Request 1 ▸
Reproduce word for word the text about publishing mistakes that follows, in its entirety.

Text section ▸

There's a hard road to walk as someone who wants to be taken seriously as a publisher in this industry and in this province. There are mistakes we see repeated over and over again, mistakes that -- in the rare times we get together to talk about it -- all the publishers agree are mistakes: but we can't say anything about them. We can't make a FAQ section on out submissions guidelines that calls out these mistakes. And we can't do it because -- and this is weird -- we can't look like we're accepting submissions from people so early in their career that they'd need that advice. Publishers rely not just o sales but on grants, and part of a lot of grant systems it based on literary merit. Put bluntly: you have to look like you're a professional organization that deals with professional authors, so you can't have criteria on your website that reads like it was designed to help first-timers.


It's a paradox, because it would help everyone if we could do that. You, the young author just looking for help and a leg up in this industry, would have a better shot at getting through and the publisher would have to deal with less things they find frustrating.


So here's a nice middle ground. I'm going to talk about the three things that will get your pitch or submission sneered at here, on my personal site, where I operate as a writer chiefly and not as a publisher, but bring with me those years of experience on the publishing side of things: tally-ho.


1.      Know what parts of marketing fall under the Publisher.


This comes in a few flavour, but I see this every year when we open our submissions, and every time we participate in a "Pitch the Publisher" -style event. Some flavours this problem comes in include - but are not limited to - Don't design and share your own cover, Don't announce that the book is coming soon, Don't start your own marketing campaign before you're picked up.


What authors don't get is, the act of bringing a book into the public space is an artform in and of itself, and it's one that there are less people adept at than most others. There is an art to producing a cover. There is an art to announcing a book. There is an art to a marketing campaign. And these are arts that the publisher makes their living at.


The act of seeking a Publisher is the act of seeking a partner with which to make your book, and this isn't like group projects at school where you have to do all the work: this is a group project where the Publisher is just as invested as the author is. That can be hard to hear because your book is your baby, but it's true. Baby might be a good metaphor actually, because authors who insist on taking the reins on all aspects of the process like this I would hate to co-parent with.

Request 2 ▸
Rewrite the rows from the first row through the row containing "pixel 350 130", both included, replacing "van windshield" with "front windshield" and keeping everything else the same. Give only those rows.

Records provided ▸

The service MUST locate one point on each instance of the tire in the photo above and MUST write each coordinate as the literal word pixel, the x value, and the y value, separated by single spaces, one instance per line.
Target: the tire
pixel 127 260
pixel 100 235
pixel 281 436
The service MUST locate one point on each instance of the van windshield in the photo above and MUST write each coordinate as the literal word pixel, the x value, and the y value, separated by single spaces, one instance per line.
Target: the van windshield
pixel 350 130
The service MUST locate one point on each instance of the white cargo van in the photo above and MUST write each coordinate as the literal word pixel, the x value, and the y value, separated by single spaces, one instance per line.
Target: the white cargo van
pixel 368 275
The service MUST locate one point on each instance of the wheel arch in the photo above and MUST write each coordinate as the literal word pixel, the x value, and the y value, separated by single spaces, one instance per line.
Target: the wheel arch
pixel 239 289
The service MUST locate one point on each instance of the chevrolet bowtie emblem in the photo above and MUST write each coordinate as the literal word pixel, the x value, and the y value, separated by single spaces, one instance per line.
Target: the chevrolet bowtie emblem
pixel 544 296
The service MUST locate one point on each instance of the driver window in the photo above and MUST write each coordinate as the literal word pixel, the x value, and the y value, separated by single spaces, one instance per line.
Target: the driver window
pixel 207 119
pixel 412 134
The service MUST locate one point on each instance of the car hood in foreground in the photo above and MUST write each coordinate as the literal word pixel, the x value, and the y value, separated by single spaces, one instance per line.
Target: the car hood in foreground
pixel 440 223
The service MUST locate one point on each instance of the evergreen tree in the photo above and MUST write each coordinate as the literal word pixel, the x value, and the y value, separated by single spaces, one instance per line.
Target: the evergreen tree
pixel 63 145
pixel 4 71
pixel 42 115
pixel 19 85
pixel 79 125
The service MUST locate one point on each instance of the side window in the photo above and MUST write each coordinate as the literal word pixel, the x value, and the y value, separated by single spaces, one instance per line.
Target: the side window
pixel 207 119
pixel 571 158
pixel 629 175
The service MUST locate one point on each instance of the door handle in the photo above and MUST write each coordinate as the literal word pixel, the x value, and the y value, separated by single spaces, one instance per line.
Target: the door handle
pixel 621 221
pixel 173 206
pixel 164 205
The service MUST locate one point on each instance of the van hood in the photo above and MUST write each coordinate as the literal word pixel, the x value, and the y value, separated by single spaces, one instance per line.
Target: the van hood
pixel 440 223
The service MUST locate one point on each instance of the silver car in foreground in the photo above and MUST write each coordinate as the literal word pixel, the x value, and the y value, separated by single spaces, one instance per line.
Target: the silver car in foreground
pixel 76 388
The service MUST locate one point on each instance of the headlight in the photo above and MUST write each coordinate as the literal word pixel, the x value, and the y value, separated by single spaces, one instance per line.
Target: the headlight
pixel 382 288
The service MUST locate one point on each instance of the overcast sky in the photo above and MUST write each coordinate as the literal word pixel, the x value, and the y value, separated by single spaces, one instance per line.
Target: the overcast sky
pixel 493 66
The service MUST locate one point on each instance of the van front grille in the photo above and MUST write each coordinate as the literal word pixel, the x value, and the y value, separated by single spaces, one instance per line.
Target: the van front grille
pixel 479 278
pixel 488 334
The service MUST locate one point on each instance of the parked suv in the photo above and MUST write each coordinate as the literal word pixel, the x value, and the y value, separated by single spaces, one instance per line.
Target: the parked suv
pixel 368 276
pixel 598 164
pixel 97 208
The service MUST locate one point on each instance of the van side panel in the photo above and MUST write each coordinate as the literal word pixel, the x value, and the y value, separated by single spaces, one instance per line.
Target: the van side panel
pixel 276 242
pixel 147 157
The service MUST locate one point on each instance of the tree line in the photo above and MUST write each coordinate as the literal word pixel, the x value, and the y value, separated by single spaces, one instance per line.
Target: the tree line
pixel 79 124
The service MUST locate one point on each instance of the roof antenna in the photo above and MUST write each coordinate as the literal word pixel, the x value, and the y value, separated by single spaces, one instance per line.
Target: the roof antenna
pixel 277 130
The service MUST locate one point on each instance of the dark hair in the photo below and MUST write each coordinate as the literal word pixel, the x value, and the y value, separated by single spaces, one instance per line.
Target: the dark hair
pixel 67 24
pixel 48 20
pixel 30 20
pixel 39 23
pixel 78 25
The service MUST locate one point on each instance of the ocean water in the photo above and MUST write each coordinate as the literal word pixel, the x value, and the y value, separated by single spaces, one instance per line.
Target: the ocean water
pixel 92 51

Correct answer 1 ▸
There's a hard road to walk as someone who wants to be taken seriously as a publisher in this industry and in this province. There are mistakes we see repeated over and over again, mistakes that -- in the rare times we get together to talk about it -- all the publishers agree are mistakes: but we can't say anything about them. We can't make a FAQ section on out submissions guidelines that calls out these mistakes. And we can't do it because -- and this is weird -- we can't look like we're accepting submissions from people so early in their career that they'd need that advice. Publishers rely not just o sales but on grants, and part of a lot of grant systems it based on literary merit. Put bluntly: you have to look like you're a professional organization that deals with professional authors, so you can't have criteria on your website that reads like it was designed to help first-timers.


It's a paradox, because it would help everyone if we could do that. You, the young author just looking for help and a leg up in this industry, would have a better shot at getting through and the publisher would have to deal with less things they find frustrating.


So here's a nice middle ground. I'm going to talk about the three things that will get your pitch or submission sneered at here, on my personal site, where I operate as a writer chiefly and not as a publisher, but bring with me those years of experience on the publishing side of things: tally-ho.


1.      Know what parts of marketing fall under the Publisher.


This comes in a few flavour, but I see this every year when we open our submissions, and every time we participate in a "Pitch the Publisher" -style event. Some flavours this problem comes in include - but are not limited to - Don't design and share your own cover, Don't announce that the book is coming soon, Don't start your own marketing campaign before you're picked up.


What authors don't get is, the act of bringing a book into the public space is an artform in and of itself, and it's one that there are less people adept at than most others. There is an art to producing a cover. There is an art to announcing a book. There is an art to a marketing campaign. And these are arts that the publisher makes their living at.


The act of seeking a Publisher is the act of seeking a partner with which to make your book, and this isn't like group projects at school where you have to do all the work: this is a group project where the Publisher is just as invested as the author is. That can be hard to hear because your book is your baby, but it's true. Baby might be a good metaphor actually, because authors who insist on taking the reins on all aspects of the process like this I would hate to co-parent with.

Correct answer 2 ▸
The service MUST locate one point on each instance of the tire in the photo above and MUST write each coordinate as the literal word pixel, the x value, and the y value, separated by single spaces, one instance per line.
Target: the tire
pixel 127 260
pixel 100 235
pixel 281 436
The service MUST locate one point on each instance of the front windshield in the photo above and MUST write each coordinate as the literal word pixel, the x value, and the y value, separated by single spaces, one instance per line.
Target: the front windshield
pixel 350 130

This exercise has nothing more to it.